Valutazioni non professionali.



di Nicola Saracino - Magistrato  

Ma è mai possibile che secondo il CSM quasi tutti i magistrati vadano promossi?

Uno dei luoghi comuni più abusati è proprio quello che spaccia l’elevata percentuale di valutazioni positive del merito dei magistrati come una disfunzione. 
 
Viene taciuto che la valutazione periodica non può essere vista come un concorso selettivo.
 
La selezione è avvenuta a monte attraverso uno dei concorsi da sempre riconosciuto tra i più impegnativi per i laureati in giurisprudenza. Talmente selettivo che molte volte non si coprono neppure tutti i posti banditi, una percentuale resta scoperta per assenza di “idonei”, nonostante di solito vi partecipino un numero di aspiranti almeno dieci volte superiore ai posti da coprire. 

La valutazione quadriennale alla quale ogni magistrato è sottoposto dopo aver superato il concorso di ammissione serve, innanzitutto, ad intercettare quelle ipotesi di inidoneità sfuggite alle maglie già molto strette del concorso di accesso in magistratura: si potrebbe verificare, nonostante la serietà del concorso, che qualcuno lo abbia superato per una soffiata della buona sorte, al di là dei suoi meriti effettivi. 

Basteranno pochi anni, o anche solo pochi mesi, per scoprire che Gastone non può scrivere sentenze né muovere accuse.

Ipotizzare che le valutazioni della professionalità servano a stilare una graduatoria di bravura dei magistrati è il primo degli equivoci  sui quali si agita la polemica che periodicamente fa capolino sui media.

*DATI FORNITI*
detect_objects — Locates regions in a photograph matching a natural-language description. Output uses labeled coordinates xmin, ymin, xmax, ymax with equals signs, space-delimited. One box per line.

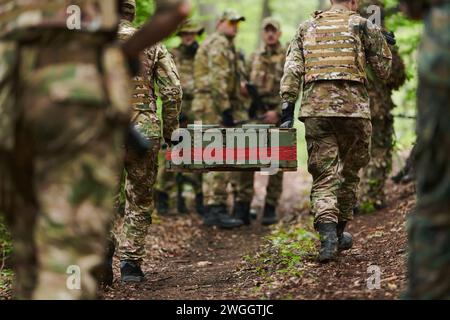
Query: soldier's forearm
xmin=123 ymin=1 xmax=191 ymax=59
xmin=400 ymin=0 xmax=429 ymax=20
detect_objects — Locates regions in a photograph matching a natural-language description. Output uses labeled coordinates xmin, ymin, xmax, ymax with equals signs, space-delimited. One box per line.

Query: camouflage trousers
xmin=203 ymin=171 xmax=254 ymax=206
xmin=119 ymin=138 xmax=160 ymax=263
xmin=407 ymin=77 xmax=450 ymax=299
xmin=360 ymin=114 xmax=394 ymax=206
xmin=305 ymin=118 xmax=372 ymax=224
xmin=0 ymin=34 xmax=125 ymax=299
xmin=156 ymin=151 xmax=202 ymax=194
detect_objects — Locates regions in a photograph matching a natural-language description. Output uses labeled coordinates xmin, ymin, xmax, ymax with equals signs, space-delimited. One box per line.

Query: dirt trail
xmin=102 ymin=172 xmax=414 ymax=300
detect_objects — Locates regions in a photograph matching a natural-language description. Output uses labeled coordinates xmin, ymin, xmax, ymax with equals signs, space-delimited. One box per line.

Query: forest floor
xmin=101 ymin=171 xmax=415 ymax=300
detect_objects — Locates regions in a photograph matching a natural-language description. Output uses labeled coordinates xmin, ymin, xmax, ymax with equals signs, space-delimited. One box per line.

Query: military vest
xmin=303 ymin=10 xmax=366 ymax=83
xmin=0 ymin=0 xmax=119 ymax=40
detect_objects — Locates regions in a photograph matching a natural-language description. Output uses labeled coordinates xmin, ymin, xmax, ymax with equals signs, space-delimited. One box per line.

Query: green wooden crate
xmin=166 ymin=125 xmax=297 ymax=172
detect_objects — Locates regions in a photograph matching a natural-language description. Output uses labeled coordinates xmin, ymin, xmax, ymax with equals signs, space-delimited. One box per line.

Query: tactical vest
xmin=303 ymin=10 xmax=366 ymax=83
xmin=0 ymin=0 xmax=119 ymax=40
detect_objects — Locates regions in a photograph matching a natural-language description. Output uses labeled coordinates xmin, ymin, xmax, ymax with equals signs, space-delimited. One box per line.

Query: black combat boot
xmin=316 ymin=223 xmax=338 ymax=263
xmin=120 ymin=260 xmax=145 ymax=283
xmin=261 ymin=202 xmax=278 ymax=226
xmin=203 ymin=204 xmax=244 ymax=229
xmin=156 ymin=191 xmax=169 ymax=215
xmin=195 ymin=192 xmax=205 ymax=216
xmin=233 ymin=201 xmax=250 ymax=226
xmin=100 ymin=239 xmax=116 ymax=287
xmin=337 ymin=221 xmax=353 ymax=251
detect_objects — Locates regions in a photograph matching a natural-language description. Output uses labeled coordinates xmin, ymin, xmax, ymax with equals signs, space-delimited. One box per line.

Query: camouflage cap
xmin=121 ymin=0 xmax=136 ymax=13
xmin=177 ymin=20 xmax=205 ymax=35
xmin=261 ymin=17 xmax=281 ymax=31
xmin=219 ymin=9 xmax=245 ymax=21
...
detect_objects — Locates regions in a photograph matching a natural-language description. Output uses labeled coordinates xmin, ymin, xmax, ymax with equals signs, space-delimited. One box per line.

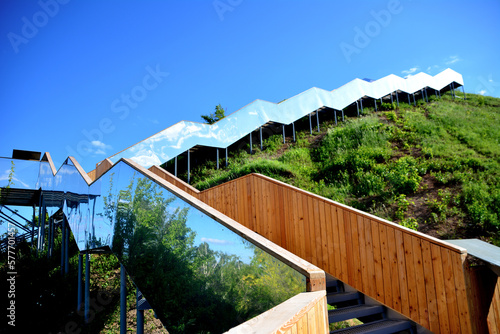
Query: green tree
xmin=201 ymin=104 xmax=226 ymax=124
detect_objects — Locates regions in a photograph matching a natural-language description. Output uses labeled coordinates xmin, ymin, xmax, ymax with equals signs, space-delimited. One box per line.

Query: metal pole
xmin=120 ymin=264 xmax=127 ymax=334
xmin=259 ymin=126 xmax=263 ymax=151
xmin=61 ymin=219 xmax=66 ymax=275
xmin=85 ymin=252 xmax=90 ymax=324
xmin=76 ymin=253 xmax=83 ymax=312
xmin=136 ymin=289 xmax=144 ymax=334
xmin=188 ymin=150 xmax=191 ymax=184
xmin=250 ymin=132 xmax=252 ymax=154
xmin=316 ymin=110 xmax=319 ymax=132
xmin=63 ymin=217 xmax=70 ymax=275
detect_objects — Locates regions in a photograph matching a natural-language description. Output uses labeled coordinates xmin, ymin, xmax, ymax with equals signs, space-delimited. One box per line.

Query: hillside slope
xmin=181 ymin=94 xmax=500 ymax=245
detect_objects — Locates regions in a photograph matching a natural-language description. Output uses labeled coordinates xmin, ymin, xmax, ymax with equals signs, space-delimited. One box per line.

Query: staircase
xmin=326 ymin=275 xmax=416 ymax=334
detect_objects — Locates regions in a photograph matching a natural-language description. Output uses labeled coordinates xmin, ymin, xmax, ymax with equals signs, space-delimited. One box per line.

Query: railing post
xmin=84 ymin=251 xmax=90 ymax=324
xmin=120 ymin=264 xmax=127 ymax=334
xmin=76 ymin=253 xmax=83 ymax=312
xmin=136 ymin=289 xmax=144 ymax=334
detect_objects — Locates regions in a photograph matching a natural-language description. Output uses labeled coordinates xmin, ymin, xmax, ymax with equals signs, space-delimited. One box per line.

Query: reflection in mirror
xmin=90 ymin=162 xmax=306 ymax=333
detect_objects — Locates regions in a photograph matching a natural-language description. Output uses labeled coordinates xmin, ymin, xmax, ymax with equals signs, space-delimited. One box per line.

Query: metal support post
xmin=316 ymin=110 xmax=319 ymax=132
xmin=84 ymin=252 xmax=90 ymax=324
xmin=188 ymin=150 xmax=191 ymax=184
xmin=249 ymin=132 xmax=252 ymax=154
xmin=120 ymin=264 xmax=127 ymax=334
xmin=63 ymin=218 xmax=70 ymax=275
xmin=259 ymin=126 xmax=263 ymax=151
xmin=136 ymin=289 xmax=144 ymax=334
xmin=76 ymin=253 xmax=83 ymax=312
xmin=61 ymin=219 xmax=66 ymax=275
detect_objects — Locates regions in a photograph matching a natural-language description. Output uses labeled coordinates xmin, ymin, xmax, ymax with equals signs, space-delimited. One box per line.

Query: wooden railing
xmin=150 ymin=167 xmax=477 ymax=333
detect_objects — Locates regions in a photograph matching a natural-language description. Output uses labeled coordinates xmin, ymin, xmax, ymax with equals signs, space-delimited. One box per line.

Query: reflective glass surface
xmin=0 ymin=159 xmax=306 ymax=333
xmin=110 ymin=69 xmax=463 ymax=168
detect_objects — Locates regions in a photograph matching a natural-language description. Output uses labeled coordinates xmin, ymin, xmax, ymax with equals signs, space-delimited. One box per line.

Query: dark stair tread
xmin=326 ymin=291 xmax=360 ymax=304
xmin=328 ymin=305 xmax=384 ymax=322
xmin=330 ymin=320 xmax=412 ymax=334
---
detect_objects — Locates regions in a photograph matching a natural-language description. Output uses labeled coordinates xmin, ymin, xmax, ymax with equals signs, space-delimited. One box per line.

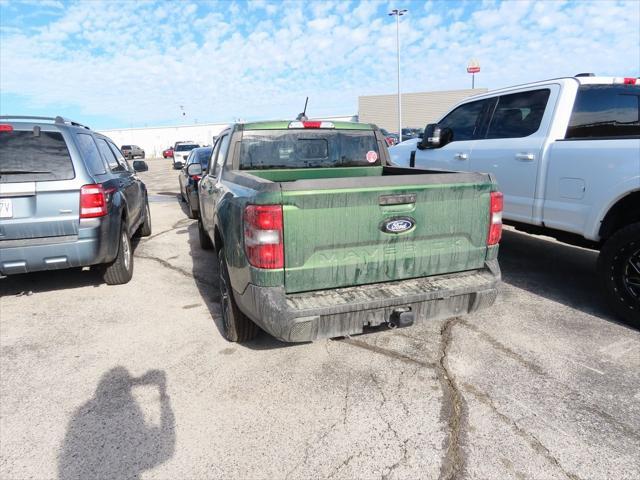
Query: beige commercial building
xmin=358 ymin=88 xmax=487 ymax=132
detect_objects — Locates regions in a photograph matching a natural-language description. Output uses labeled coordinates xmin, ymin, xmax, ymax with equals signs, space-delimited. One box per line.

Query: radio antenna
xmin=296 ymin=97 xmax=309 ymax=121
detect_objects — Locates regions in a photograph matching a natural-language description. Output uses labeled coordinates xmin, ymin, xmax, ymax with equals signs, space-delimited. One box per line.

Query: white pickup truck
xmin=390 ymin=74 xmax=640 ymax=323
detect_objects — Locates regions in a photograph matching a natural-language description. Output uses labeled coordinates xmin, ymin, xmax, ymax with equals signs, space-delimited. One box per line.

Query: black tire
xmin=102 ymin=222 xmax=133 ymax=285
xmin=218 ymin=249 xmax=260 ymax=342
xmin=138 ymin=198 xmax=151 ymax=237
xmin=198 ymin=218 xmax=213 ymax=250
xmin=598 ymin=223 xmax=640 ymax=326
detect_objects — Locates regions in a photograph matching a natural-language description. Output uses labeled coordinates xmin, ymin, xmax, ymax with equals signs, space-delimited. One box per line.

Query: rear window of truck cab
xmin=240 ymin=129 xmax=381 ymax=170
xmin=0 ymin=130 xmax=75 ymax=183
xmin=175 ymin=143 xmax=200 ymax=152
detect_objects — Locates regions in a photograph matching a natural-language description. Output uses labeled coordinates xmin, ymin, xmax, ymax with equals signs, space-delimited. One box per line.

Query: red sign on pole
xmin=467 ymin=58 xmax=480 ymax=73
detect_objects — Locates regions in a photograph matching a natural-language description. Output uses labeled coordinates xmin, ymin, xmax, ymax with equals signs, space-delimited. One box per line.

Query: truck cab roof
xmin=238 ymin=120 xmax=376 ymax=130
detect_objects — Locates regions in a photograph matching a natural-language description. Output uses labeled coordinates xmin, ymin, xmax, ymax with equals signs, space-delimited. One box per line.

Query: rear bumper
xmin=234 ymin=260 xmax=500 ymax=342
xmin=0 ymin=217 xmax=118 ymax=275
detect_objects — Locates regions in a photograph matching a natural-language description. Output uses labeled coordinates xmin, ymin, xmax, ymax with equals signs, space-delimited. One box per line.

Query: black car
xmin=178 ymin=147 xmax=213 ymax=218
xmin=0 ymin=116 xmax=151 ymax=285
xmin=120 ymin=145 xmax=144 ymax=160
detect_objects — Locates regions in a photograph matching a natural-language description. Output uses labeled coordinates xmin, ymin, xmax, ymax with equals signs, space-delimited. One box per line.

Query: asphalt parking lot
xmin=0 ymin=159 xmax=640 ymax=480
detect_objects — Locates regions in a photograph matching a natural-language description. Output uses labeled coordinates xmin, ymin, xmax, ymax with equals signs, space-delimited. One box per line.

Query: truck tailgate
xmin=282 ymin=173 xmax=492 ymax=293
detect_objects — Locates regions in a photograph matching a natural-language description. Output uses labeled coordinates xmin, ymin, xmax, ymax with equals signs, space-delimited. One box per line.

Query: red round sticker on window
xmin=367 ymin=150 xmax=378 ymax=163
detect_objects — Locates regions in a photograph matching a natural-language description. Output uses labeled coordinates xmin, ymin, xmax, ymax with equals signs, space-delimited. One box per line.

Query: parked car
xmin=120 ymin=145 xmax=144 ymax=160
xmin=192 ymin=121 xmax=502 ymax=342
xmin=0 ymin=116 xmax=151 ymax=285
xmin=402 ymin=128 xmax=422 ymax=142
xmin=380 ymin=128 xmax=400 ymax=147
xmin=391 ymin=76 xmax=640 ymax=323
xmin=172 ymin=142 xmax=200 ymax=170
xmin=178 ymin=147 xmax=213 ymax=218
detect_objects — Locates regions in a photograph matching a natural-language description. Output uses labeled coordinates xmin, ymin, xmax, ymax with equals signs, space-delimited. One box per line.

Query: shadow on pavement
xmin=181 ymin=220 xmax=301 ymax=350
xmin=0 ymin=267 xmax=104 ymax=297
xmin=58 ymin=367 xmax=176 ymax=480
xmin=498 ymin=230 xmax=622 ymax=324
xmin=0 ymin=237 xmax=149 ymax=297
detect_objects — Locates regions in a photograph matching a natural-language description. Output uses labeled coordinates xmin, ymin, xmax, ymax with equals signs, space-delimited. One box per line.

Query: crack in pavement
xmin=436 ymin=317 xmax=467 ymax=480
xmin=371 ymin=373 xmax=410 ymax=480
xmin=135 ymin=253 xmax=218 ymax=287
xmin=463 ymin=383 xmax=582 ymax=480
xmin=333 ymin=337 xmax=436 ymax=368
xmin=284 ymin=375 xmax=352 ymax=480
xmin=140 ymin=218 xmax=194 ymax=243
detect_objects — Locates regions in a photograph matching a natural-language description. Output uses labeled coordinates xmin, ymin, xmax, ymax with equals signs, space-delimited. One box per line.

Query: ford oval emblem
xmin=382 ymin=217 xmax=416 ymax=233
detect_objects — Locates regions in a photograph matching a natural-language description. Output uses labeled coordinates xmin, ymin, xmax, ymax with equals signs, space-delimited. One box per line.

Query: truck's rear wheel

*ESERCIZI DA SVOLGERE*
(a) Secondo l'estratto sulle valutazioni dei magistrati, a che cosa serve innanzitutto la valutazione quadriennale?
(b) Prosegui l'estratto sulle valutazioni dei magistrati a partire dalla sua ultima frase.
I dati costituiscono materiale a sé, distinto dall'estratto.

*RISULTATI ATTESI*
(a) Serve a intercettare le ipotesi di inidoneità sfuggite alle maglie già molto strette del concorso di accesso in magistratura.

(b)
I magistrati si distinguono tra loro solo per diversità di funzioni, alle quali devono essere idonei. 

Nel sistema delineato dalla riforma cd Mastella le valutazioni di professionalità non servono a dare un voto all’attività del magistrato, ma soltanto a verificarne la persistente idoneità al ruolo. 

Tanto è vero che l’esito di quella verifica può assumere soltanto tre valori: positivo, non positivo, negativo. 

Non esiste, nella legge, il compito di graduare il merito del magistrato in quella specifica sede della valutazione quadriennale della professionalità. 

Per esprimere il giudizio positivo al CSM basta verificare che tutti i parametri di valutazione  raggiungano un livello di sufficienza.  

La legge non prevede, né a mio avviso ammette, che la valutazione possa spingersi ad una ulteriore graduazione dei giudizi come avverrebbe a scuola: discreto, buono, ottimo è un fuor d’opera in relazione alla funzione di quella valutazione che, s’è detto, è soltanto quella di verificare la persistente idoneità del togato a svolgere la funzione di magistrato. 

Ad un giudizio non positivo segue un periodo di ulteriore verifica di un anno ed a quello negativo di due anni per porre l’interessato nella condizione di rimediare alle “insufficienze”.

Un graduazione è prevista soltanto per queste ultime, infatti. 

Perché solo quella “grave” giustifica una valutazione negativa. 

Se, dopo il biennio previsto dalla legge, quella insufficienza non è colmata al magistrato viene tolta la toga, è dispensato dal servizio, cioè licenziato. 

Indubbia la drammatizzazione del tema. 


Per questo la legge si è presa cura di indicare specificamente le “materie” sulle quali si esercita la valutazione svolta dal Consiglio Superiore della Magistratura, esse sono la capacità, la laboriosità, la diligenza e l’impegno. Sempre la legge indica il dovere del CSM di ancorare il giudizio a dati oggettivi, per evitare che la valutazione di professionalità divenga uno strumento di indebita pressione sulla toga.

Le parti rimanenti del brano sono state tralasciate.